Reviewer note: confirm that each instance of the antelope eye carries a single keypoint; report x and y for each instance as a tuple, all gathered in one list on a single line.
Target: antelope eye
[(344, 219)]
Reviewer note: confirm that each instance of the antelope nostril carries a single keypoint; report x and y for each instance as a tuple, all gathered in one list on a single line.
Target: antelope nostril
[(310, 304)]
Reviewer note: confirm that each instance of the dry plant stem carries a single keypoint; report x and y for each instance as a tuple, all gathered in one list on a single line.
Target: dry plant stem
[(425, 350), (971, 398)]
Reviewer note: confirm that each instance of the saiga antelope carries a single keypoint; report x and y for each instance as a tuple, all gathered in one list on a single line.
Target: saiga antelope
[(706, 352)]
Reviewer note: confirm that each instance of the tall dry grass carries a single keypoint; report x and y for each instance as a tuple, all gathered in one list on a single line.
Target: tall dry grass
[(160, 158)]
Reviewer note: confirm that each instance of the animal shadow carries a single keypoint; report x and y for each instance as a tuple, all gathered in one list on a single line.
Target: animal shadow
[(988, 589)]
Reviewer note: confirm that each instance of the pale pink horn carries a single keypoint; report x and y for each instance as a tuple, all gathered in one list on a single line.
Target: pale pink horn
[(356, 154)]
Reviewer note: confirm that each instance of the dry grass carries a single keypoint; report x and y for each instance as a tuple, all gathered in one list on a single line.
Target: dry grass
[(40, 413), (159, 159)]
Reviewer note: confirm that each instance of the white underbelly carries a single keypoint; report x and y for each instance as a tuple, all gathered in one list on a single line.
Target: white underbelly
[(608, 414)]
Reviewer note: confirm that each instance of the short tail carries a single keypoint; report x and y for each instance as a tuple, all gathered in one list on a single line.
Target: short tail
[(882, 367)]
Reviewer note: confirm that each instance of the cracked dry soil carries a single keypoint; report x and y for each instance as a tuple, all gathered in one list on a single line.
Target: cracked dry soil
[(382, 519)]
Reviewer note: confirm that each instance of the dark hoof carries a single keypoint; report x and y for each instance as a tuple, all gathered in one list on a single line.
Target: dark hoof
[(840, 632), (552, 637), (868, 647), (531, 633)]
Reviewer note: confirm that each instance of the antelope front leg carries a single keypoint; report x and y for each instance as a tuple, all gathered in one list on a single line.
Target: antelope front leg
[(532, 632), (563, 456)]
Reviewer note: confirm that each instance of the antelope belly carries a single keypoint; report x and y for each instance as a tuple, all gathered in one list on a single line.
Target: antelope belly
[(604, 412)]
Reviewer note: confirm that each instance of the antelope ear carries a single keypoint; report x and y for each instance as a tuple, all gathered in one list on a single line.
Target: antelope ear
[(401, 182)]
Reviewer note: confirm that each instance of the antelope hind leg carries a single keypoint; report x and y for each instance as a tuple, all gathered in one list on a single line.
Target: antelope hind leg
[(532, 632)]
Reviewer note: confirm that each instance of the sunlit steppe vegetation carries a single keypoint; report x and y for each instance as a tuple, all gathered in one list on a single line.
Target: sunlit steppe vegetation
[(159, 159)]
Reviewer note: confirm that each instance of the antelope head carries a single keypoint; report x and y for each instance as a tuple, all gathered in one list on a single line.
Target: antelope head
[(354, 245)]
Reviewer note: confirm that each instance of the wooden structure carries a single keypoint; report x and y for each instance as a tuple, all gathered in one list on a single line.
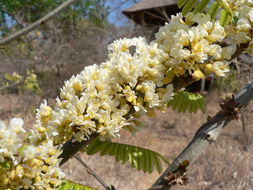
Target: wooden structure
[(152, 12)]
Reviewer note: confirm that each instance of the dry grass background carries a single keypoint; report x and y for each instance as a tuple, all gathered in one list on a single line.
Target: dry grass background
[(227, 163)]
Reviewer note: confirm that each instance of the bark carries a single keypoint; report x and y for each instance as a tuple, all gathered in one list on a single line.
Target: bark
[(205, 135)]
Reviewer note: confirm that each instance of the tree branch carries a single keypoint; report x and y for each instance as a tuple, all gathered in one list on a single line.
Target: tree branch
[(71, 148), (34, 25), (91, 172), (204, 136)]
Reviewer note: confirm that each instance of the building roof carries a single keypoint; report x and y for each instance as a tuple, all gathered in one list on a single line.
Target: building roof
[(150, 4), (152, 12)]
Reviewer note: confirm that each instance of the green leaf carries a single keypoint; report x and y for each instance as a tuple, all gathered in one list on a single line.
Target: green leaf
[(186, 101), (188, 6), (139, 158), (201, 6), (68, 185)]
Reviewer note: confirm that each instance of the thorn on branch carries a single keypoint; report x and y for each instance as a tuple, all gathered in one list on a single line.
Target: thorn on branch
[(229, 107), (179, 176)]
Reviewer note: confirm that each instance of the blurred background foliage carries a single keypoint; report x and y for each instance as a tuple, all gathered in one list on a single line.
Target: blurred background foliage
[(37, 64)]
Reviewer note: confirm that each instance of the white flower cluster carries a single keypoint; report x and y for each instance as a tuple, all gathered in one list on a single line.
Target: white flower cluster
[(193, 45), (136, 77), (26, 166), (242, 32)]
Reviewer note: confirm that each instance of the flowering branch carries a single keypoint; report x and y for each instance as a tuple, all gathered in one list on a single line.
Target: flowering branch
[(206, 134), (71, 148)]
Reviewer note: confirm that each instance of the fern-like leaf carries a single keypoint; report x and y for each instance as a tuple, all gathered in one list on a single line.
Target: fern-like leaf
[(139, 158), (186, 101), (68, 185), (198, 6)]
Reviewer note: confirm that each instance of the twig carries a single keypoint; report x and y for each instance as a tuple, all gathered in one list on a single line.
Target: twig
[(91, 172), (203, 137), (34, 25), (11, 85)]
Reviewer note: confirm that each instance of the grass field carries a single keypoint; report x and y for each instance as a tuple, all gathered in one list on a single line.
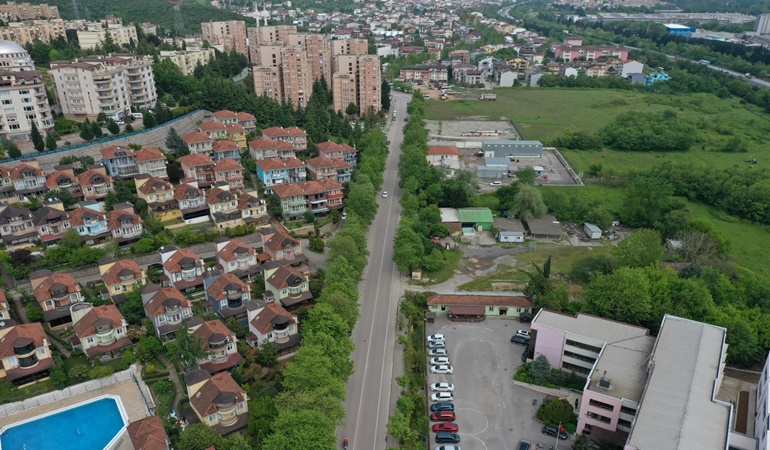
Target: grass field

OBJECTIVE » Please write out every line of the records above as a numbered list, skipping blank lines and leaving the pictures out.

TASK RESPONSE »
1. Reviewer note: confirm that each instance of the antelope eye carries a single keypoint; report x and y for each instance as a tuple, all gathered in one list on a single line.
2. Target: antelope eye
3. [(344, 219)]
4. Reviewer note: confirm that each instance of the antelope nostril carries a single keypoint; report x and y for each instance as a tuple, all gathered in one list on a single line.
5. Target: antelope nostril
6. [(310, 304)]
7. Reviewer note: confirm that each instance of the dry plant stem carries a single keypoint; report x and y for each instance as a tuple, all gathered in one list on a single line.
8. Target: dry plant stem
9. [(425, 350), (971, 398)]
10. Reviewer note: confirm that each instance of the saiga antelope carries a single keypoint; report x and y for each instance as a tuple, all gathered in one list on a single line.
11. Target: saiga antelope
12. [(706, 352)]
13. Reviewer note: confirm that each instance of the tall dry grass carries a single keypoint; report x and y for each instance as a tuple, all gathered in one list on a single line.
14. Target: tall dry grass
15. [(160, 158)]
16. Reviewer note: confirm that each instance of the animal shadow carries a single keypoint; report x and y for each instance as a tuple, all gathered in one list on a single line.
17. Target: animal shadow
18. [(988, 589)]
19. Reviewer note: confirm that each instance of the pale pink horn carries a single keypoint; report x and y for each instance as a tuple, all gathered in one list on a single line.
20. Target: pale pink horn
21. [(356, 154)]
22. Reviewer note: confirm that each instance of the dry grass carries a single keypoint; report x and y for each instance as a tuple, all gathered in one list on a single line.
23. Target: dry grass
24. [(40, 413), (159, 159)]
25. Reviewer note: confirm that each instance of the white underbelly carries a single keypoint; report x and y for each instance as a tuple, all gathered in one list on a single line.
26. Target: white underbelly
27. [(608, 414)]
28. Reviewer note: confirm that each instance of the short tail carries a single keypoint; report x and y for each instance as a tuple, all gathered in one list on a single line.
29. Target: short tail
30. [(882, 367)]
31. Reviewer note: confirm that each instance of the cracked dry soil carries a single keypoint; report x and y for each instance as a tuple, all gathered in one list on a single line.
32. Target: cracked dry soil
33. [(382, 519)]
34. Reviewer note: confirm that each instance of the dark hoof carries a single keypoint; report x and y for each instance as a tuple, all gathered in one list on a single line.
35. Target: dark hoof
36. [(840, 632), (552, 637), (868, 647), (531, 633)]
37. Reviewer note: confirm that each instance of the antelope front leg carries a single keypoint; report x and y for each instance as a tuple, all gathered in one list on a single line.
38. Target: antelope front leg
39. [(532, 632), (563, 456)]
40. Reviewer note: confirm that each instance of the antelope belly carries a single keypoint; report x and y for each instance as a tuple, all gathered in one list on a single line.
41. Target: antelope belly
42. [(604, 412)]
43. Reviewer note: confirm that each instance of the antelope ear carries a single keypoint; report x and y for each instance as a tuple, all gathered in one list on a single line.
44. Target: antelope ear
45. [(401, 182)]
46. Reviewer note: confirm that each instance of the antelope hind leg carries a single keypoint; report x and y for each instance as a tuple, all gathered in one list on a single line.
47. Target: antelope hind leg
48. [(532, 632)]
49. Reviewer note: confirm that each instance of the sunlit steppe vegetation carries a single keypoint; report x and y for each instance as a tuple, all gathered in one list on a single line.
50. Target: sunlit steppe vegetation
51. [(159, 159)]
52. Reviewer note: confirm that each instance of the antelope head carries a single keypoint; report x and y for each instance as a tuple, all gathered in one list on a single line.
53. Target: antelope head
54. [(354, 245)]
55. Reviewer note: confirm that each instance of the wooden structure carries a single keypoint; report x and y for each instance as a tuple, all gathered in one list on a single line.
56. Target: wooden structure
57. [(152, 12)]
58. Reviewer note: confirm that each instance of the dry grass background carries a single keypoint; report x and y for each instance as a tuple, all gathered in one list on a single line.
59. Target: dry grass background
60. [(227, 163)]
61. Reviewer note: confirm that each instance of the bark carries a single keypoint; report x and y for each instance as a tuple, all gathered in one list on a single line.
62. Target: bark
63. [(205, 135)]
64. Reviewer note: confirm that each instance of the tree branch carries a single keypoint; report x and y for each instance as a tuple, all gathered in one list on a single line.
65. Target: tree branch
66. [(71, 148), (34, 25), (91, 172), (204, 136)]
67. Reviewer note: confirm that each instance of the building roof carries a single keypoint; report x and y for each instance as a tuple, all gathered in one list on a single line.
68. Target: building roof
69. [(150, 4), (152, 12)]
70. Reviewer note: confirm that each instance of the green leaf carries a single keypoint; report x and y for each instance as a tuple, all gathered in one list on a single line.
71. Target: green leaf
72. [(186, 101), (188, 6), (139, 158), (201, 6), (68, 185)]
73. Reviewer note: confirm that each instance of the thorn on branch carries a single keypoint; report x and y for each instance as a tuple, all gathered in one list on a single line.
74. Target: thorn on branch
75. [(229, 107), (179, 176)]
76. Reviewer note: confirm that each instance of the blurred background foliage carries a single keypoint; report x and y for each instance as a tuple, all gathered in one list on a single line.
77. Target: blurred background foliage
78. [(37, 64)]
79. Reviewer note: confirm that each instance of the white flower cluster carries a single keypoint; report x and y for each instance as a tuple, all gathered in one list on a single line.
80. Target: white flower cluster
81. [(193, 45), (136, 77), (26, 166), (242, 32)]
82. Reviewer note: confirm that each instance of the flowering branch carries a single keypoint; report x and y for each instance as a tuple, all gathered in one list on a single line.
83. Target: flowering branch
84. [(206, 134), (71, 148)]
85. Reviewer note: confirm that each instance of the fern-like leaf carries a single keypoint; report x and y for each instance as a tuple, all gathered in one list on a single line.
86. Target: fern-like leaf
87. [(139, 158), (186, 101), (68, 185), (198, 6)]
88. Reviewer note: confirm that each instance of the twig carries a single keypoint; report x and y for each instance as a tuple, all gathered in one list on a single line.
89. Target: twig
90. [(91, 172), (203, 137), (34, 25), (11, 85)]
91. Reviewer note: confirm that each instance of the grass field carries a single keypoint; report x and y for each instance as a tuple, all gathered in one list on a single line.
92. Target: grass field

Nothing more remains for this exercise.